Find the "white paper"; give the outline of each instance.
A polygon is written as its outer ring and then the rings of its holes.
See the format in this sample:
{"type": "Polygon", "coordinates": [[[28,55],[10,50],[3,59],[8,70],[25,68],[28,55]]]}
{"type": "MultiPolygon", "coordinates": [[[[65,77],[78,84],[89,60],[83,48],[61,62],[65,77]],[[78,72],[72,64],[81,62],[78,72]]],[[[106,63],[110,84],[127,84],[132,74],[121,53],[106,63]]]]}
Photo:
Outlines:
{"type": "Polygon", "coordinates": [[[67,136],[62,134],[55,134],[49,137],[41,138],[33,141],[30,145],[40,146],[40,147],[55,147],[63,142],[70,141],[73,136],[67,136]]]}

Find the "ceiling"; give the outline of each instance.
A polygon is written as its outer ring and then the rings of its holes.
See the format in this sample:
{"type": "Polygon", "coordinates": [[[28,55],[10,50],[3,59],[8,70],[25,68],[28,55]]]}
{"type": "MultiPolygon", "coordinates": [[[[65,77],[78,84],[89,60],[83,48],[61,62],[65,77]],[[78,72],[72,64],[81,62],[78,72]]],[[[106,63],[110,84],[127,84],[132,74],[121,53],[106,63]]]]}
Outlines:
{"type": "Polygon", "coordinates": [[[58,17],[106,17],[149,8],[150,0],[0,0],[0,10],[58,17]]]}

◇ ◇ ◇ ◇ ◇ ◇ ◇

Reproduce both records above word for word, keeping every line in its original order.

▶ _Output below_:
Find the "white paper"; give the outline of each instance.
A polygon is written as its outer ring and then the rings of its holes.
See the format in this sample:
{"type": "Polygon", "coordinates": [[[28,55],[10,50],[3,59],[8,70],[25,68],[28,55]]]}
{"type": "MultiPolygon", "coordinates": [[[[65,77],[78,84],[89,60],[83,48],[61,62],[65,77]],[[78,72],[72,64],[81,62],[78,72]]],[[[106,63],[110,84],[127,84],[132,74],[121,53],[106,63]]]]}
Photo:
Outlines:
{"type": "Polygon", "coordinates": [[[67,136],[62,134],[55,134],[49,137],[41,138],[33,141],[30,145],[40,146],[40,147],[55,147],[63,142],[70,141],[73,136],[67,136]]]}

Find the "ceiling"; give the outline of each instance.
A polygon is written as its outer ring and then the rings of its holes.
See the format in this sample:
{"type": "Polygon", "coordinates": [[[28,55],[10,50],[3,59],[8,70],[25,68],[28,55]]]}
{"type": "MultiPolygon", "coordinates": [[[[65,77],[78,84],[89,60],[83,48],[61,62],[65,77]],[[78,72],[72,64],[81,62],[78,72]]],[[[106,63],[110,84],[127,84],[132,74],[121,53],[106,63]]]]}
Outlines:
{"type": "Polygon", "coordinates": [[[58,17],[106,17],[149,8],[150,0],[0,0],[0,10],[58,17]]]}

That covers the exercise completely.